Whenever a line in the listing contains "below", copy that line.

## DATA
++++++++++

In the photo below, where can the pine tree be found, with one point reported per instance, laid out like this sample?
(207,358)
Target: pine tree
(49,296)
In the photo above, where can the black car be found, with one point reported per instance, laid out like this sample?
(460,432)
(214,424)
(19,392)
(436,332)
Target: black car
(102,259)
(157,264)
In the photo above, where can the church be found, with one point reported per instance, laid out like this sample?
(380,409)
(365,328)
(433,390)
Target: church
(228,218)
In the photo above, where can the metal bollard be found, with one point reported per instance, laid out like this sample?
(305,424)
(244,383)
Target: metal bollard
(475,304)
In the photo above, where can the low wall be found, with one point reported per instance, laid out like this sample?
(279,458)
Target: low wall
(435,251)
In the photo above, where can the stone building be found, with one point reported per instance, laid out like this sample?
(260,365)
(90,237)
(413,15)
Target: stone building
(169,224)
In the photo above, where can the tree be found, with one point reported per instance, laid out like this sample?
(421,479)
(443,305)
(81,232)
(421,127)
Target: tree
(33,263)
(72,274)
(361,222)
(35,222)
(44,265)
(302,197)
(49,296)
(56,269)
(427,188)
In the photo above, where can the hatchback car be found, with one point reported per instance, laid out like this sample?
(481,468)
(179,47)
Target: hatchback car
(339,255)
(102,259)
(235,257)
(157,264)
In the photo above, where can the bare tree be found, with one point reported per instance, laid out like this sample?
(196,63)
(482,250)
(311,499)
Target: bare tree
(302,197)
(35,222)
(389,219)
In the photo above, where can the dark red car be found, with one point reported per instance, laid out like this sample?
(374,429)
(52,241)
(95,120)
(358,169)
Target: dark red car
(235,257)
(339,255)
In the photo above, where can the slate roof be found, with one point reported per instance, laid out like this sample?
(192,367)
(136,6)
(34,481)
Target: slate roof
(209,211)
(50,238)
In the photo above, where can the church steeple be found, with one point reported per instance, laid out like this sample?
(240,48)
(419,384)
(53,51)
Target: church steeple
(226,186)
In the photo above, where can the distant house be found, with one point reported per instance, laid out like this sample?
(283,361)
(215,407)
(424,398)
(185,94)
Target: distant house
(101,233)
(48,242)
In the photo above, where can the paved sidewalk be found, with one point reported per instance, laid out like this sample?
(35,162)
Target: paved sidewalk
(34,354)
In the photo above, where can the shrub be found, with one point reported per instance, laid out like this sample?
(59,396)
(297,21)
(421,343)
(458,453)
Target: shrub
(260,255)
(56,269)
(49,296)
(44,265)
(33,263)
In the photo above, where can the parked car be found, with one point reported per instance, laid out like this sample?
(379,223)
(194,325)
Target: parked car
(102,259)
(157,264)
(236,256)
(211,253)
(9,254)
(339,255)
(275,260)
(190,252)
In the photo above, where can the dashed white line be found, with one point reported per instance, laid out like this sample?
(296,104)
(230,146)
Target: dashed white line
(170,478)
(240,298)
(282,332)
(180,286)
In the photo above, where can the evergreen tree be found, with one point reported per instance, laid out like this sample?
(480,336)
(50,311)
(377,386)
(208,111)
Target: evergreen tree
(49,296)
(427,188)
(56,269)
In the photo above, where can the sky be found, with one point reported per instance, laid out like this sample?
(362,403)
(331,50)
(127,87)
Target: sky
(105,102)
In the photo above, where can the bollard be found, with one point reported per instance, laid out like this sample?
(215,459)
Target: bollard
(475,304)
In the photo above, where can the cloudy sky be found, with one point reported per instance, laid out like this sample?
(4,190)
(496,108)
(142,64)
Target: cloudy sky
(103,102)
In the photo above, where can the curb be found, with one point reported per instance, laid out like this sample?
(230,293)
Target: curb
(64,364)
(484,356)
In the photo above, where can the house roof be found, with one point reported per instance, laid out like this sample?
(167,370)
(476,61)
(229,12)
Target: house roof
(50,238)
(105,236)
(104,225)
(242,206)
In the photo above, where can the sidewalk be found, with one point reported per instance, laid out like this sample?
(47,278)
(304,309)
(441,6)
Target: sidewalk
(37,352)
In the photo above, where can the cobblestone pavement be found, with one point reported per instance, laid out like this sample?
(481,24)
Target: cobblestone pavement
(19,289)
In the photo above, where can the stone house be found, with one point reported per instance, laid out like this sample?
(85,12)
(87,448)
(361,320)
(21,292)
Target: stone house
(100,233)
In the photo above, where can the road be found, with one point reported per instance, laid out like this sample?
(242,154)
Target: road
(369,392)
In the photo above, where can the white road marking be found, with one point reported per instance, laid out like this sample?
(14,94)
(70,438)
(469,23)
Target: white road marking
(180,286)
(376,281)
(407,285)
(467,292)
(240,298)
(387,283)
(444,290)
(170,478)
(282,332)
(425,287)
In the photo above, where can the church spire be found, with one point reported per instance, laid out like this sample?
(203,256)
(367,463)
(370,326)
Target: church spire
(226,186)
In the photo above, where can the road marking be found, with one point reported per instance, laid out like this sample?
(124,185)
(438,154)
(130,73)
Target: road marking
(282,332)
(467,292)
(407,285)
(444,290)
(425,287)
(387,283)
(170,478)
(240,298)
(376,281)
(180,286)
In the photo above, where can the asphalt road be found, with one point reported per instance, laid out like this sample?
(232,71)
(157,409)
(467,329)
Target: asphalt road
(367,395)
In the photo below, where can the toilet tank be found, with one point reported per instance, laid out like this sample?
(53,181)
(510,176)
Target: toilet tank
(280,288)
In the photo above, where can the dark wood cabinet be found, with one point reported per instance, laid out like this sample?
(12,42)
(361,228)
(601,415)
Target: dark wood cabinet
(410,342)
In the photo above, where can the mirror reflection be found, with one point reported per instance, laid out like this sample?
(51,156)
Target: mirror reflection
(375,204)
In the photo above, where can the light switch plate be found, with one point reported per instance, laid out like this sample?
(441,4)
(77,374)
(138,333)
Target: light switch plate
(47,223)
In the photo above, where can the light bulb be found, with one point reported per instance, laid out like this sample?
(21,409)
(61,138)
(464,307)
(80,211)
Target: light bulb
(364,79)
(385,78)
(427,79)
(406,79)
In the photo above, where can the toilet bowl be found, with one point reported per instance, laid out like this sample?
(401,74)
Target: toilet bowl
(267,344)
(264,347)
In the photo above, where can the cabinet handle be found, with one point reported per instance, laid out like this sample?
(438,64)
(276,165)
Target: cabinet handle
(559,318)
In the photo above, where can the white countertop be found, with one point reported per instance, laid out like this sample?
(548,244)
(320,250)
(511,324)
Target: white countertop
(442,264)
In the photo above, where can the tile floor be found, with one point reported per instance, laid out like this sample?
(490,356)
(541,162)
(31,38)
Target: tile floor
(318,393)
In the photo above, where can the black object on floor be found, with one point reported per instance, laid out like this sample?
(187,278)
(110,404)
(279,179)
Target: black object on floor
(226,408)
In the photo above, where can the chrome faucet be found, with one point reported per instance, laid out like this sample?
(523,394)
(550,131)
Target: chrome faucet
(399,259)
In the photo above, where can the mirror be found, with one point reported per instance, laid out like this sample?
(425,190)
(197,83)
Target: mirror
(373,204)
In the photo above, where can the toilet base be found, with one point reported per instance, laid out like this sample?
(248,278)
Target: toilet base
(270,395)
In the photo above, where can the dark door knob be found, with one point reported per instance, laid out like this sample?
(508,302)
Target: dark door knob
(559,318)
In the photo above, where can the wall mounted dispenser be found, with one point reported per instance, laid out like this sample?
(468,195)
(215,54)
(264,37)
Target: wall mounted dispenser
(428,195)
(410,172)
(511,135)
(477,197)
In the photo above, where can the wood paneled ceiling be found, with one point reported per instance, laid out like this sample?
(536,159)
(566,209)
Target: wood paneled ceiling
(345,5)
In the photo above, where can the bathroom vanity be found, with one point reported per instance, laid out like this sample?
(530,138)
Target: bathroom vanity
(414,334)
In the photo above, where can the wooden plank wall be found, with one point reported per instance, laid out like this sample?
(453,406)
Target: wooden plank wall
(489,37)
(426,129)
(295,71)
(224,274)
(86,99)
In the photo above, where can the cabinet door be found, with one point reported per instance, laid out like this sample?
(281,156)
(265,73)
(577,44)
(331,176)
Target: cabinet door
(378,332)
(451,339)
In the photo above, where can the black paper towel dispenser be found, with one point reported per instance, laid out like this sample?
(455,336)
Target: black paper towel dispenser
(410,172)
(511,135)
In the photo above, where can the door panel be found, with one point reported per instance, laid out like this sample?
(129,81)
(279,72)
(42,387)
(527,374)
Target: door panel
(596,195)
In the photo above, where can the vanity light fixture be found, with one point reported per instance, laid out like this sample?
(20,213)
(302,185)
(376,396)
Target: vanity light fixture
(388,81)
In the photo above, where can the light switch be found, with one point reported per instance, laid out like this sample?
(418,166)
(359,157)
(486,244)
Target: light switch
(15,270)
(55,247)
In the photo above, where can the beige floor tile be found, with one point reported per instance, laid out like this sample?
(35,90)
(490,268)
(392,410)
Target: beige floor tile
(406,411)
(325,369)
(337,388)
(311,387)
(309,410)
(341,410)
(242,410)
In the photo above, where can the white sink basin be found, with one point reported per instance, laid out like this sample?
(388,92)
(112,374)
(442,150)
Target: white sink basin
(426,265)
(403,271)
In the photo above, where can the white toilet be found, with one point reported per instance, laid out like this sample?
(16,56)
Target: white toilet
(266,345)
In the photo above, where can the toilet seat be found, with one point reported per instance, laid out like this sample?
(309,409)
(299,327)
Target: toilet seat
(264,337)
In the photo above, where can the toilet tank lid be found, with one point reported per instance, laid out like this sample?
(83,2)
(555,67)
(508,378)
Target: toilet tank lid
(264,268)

++++++++++

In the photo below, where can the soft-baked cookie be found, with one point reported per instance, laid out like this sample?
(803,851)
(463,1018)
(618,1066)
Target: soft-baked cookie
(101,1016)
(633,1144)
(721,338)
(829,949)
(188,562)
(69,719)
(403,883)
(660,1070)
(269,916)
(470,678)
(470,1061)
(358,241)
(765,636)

++++++++++

## ANSWER TO THIS PROBLEM
In the photo below, where can the pine tree be found, with one point reported per instance, laid out like this sample?
In the photo below, where can the toilet tank be found, with one point reported per instance, laid out like this sample?
In the photo below, where can the soft-baked cookie be found, with one point reported per instance, laid out like this sample?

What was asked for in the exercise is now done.